ASSIGNMENT
Copy the listing below word for word, from its first line through the line containing "box: [152, 105, 488, 329]", including both of those lines.

STORED DATA
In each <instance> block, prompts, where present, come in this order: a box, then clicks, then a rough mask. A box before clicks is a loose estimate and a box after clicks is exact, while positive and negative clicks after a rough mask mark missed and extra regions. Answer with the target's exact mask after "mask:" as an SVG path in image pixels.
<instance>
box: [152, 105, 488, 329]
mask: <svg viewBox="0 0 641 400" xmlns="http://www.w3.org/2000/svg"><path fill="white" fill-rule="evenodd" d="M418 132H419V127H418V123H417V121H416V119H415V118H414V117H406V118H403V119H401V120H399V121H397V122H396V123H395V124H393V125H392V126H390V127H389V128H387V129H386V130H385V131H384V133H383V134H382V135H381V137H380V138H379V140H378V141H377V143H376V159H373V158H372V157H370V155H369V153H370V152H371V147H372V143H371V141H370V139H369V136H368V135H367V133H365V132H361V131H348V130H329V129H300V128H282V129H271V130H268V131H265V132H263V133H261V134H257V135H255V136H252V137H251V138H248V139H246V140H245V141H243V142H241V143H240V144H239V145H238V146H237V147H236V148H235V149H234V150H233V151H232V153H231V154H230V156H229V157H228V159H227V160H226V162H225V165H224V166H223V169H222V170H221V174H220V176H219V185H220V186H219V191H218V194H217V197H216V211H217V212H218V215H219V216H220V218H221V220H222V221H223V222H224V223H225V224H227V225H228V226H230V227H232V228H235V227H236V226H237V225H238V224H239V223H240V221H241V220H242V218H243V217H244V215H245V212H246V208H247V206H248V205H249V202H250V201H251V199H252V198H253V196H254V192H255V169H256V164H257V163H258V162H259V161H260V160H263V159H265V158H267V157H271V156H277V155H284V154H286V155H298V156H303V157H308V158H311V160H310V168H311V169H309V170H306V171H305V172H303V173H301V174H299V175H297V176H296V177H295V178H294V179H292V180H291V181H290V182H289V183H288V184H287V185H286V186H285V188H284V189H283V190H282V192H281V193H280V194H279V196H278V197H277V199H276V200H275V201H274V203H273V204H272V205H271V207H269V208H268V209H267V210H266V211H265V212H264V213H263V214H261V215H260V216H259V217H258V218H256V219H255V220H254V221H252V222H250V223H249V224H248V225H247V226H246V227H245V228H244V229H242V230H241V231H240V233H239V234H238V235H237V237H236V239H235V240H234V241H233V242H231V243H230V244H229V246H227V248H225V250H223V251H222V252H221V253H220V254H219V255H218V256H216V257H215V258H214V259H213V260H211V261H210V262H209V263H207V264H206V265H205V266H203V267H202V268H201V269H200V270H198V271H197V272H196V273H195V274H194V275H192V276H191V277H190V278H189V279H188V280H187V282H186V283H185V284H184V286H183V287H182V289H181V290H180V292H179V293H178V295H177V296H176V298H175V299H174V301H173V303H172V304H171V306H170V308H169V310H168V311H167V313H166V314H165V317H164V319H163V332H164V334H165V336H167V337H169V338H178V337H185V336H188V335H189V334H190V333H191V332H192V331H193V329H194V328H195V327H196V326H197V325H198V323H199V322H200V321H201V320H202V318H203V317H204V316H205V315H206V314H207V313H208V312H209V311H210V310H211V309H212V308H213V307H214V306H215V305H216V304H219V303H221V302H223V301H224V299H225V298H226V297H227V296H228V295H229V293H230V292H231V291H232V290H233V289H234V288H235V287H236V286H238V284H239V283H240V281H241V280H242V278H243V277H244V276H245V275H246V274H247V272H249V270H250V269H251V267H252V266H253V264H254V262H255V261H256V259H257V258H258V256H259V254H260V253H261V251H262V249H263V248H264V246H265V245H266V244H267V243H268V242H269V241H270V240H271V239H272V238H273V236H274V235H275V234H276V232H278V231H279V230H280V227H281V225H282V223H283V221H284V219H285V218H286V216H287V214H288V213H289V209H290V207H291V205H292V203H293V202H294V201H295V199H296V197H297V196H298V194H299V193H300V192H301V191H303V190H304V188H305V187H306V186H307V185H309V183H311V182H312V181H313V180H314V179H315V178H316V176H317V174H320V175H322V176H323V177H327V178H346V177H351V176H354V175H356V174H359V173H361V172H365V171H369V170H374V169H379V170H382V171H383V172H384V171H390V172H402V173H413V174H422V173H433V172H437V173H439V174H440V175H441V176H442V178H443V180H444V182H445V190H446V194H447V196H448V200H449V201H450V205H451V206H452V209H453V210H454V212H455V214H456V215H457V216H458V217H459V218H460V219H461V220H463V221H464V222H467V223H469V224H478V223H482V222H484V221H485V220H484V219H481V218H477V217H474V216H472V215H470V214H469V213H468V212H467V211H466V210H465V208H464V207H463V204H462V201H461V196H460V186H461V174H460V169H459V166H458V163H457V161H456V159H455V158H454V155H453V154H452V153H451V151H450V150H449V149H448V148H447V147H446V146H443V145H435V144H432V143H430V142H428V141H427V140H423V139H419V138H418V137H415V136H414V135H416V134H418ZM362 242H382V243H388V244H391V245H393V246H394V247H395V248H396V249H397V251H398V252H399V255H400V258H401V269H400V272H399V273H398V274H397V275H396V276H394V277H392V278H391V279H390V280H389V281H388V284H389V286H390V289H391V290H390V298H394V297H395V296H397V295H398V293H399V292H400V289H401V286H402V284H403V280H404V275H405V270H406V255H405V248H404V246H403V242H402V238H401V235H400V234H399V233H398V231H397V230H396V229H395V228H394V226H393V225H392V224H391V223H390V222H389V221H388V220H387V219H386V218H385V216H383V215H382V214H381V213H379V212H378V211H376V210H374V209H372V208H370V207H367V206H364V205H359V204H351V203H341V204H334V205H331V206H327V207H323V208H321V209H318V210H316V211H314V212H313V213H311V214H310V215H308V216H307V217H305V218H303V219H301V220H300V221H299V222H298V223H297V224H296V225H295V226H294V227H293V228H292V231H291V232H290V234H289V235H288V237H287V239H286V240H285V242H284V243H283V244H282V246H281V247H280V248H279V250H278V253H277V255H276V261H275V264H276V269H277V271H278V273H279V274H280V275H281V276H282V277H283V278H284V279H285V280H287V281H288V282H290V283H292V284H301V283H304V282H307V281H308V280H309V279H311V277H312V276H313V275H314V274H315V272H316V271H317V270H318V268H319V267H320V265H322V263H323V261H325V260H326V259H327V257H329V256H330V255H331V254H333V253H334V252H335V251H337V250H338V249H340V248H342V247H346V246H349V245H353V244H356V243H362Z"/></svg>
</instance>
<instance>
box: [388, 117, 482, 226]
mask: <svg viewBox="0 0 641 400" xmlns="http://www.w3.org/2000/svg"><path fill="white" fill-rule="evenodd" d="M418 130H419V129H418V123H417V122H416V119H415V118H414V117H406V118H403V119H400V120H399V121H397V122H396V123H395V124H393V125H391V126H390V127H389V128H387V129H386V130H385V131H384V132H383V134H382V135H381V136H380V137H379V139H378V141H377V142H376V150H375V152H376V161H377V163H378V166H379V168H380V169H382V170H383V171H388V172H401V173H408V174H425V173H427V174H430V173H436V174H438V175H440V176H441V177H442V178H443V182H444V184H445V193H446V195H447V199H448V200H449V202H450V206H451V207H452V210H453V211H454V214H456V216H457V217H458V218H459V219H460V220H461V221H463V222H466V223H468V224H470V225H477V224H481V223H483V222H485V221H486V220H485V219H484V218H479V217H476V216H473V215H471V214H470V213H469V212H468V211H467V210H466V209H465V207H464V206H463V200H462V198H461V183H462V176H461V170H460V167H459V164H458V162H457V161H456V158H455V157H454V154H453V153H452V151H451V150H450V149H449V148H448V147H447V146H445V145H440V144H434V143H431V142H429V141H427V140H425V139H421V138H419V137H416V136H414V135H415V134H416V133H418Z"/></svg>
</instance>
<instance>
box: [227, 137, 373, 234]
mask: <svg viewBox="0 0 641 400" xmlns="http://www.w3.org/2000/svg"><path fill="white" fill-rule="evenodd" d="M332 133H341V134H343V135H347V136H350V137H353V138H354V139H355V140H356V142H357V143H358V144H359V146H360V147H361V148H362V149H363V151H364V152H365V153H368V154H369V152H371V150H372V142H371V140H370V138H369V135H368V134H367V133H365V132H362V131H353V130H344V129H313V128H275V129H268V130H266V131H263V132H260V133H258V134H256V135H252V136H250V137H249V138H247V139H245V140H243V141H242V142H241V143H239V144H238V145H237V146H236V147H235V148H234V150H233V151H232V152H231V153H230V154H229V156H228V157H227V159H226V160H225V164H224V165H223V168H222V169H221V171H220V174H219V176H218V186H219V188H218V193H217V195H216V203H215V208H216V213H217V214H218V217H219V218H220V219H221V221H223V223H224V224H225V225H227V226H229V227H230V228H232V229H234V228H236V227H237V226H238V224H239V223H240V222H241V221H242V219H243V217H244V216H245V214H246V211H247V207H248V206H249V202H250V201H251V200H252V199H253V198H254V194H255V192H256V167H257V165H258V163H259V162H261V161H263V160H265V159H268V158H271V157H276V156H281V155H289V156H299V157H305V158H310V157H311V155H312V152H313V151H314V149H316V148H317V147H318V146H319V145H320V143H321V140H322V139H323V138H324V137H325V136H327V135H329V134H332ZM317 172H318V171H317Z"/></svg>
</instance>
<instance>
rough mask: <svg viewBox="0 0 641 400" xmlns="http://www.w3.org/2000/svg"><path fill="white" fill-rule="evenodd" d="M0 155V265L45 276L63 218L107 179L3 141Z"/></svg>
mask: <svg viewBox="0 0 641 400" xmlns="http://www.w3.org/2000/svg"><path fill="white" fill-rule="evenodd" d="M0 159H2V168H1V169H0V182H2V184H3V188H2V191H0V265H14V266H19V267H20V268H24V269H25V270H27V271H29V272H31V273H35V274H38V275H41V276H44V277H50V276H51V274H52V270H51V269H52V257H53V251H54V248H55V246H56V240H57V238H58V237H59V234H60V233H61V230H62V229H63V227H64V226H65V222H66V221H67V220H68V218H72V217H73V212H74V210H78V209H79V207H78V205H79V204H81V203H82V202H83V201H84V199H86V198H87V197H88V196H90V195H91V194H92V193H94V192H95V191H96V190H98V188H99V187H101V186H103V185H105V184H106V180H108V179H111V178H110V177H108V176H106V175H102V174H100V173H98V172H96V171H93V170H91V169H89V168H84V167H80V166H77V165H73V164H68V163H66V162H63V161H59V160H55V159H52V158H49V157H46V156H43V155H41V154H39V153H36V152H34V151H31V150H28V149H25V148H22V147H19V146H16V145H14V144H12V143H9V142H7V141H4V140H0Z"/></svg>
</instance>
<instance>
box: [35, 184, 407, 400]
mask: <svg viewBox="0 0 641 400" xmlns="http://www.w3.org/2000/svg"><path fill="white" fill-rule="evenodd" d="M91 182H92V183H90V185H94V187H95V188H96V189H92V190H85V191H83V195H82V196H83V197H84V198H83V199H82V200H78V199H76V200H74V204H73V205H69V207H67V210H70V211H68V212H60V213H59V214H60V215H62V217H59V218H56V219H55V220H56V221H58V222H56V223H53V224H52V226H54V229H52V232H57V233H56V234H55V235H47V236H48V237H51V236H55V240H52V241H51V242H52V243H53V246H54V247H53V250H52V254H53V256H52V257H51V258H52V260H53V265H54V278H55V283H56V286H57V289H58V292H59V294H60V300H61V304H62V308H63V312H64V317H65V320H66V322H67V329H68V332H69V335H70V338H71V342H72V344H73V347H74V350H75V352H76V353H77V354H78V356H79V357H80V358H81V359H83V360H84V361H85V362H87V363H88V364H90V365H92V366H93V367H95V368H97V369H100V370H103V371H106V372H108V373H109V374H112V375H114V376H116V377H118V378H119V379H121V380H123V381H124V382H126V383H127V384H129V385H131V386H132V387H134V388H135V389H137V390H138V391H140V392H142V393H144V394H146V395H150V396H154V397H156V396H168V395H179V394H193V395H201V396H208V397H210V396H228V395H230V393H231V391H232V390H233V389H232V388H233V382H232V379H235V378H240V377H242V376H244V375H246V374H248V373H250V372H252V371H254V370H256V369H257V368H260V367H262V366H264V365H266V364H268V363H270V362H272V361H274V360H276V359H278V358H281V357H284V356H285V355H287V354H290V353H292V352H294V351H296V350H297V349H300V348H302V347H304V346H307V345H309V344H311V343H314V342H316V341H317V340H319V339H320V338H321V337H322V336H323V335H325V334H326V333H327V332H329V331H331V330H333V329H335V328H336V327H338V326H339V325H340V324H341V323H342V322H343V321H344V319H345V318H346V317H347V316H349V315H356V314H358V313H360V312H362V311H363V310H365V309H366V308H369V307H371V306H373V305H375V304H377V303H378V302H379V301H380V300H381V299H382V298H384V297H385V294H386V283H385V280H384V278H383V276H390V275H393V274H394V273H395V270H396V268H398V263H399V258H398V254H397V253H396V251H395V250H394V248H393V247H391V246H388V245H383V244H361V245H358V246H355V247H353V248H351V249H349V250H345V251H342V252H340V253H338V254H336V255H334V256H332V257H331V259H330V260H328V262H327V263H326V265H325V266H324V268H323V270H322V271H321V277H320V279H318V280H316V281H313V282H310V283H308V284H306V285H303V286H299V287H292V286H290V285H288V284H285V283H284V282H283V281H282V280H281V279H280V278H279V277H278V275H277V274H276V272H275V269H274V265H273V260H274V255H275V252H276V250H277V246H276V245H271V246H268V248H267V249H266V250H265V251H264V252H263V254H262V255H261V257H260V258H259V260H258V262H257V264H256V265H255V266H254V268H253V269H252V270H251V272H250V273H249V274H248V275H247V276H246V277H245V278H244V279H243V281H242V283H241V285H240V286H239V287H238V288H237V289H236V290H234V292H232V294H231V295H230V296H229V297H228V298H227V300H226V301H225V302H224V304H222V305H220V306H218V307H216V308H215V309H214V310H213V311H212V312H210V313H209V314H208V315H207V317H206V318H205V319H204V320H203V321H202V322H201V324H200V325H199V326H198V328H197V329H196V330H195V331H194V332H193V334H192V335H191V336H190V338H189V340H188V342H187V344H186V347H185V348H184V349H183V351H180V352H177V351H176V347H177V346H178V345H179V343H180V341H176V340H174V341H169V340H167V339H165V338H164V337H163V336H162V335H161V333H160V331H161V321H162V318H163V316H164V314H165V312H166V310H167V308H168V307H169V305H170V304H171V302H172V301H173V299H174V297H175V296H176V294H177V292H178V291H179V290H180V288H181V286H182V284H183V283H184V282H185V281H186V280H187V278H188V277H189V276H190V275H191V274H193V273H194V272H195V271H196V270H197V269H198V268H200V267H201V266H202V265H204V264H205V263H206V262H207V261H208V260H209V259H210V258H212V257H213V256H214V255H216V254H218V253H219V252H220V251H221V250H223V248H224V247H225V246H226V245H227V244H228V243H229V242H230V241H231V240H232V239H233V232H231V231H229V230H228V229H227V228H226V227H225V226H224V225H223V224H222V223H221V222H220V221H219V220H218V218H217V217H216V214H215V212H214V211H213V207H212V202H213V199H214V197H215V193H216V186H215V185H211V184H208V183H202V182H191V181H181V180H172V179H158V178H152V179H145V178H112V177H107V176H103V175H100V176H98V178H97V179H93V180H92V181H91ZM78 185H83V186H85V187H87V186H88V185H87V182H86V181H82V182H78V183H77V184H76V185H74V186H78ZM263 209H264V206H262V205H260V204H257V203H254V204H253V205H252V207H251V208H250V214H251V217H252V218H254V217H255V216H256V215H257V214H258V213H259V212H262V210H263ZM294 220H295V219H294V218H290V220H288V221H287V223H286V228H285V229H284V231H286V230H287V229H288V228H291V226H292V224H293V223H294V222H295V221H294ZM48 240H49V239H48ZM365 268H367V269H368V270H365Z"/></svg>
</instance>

RESULT BELOW
In each <instance> block, prompts, where present, come in this order: a box, then clicks, then a rough mask. A box before clicks is a loose estimate and a box after clicks is exact, while positive and negative clicks after a rough mask mark missed and extra regions. Answer with the target's exact mask after "mask:" as an SVG path in image pixels.
<instance>
box: [152, 105, 488, 329]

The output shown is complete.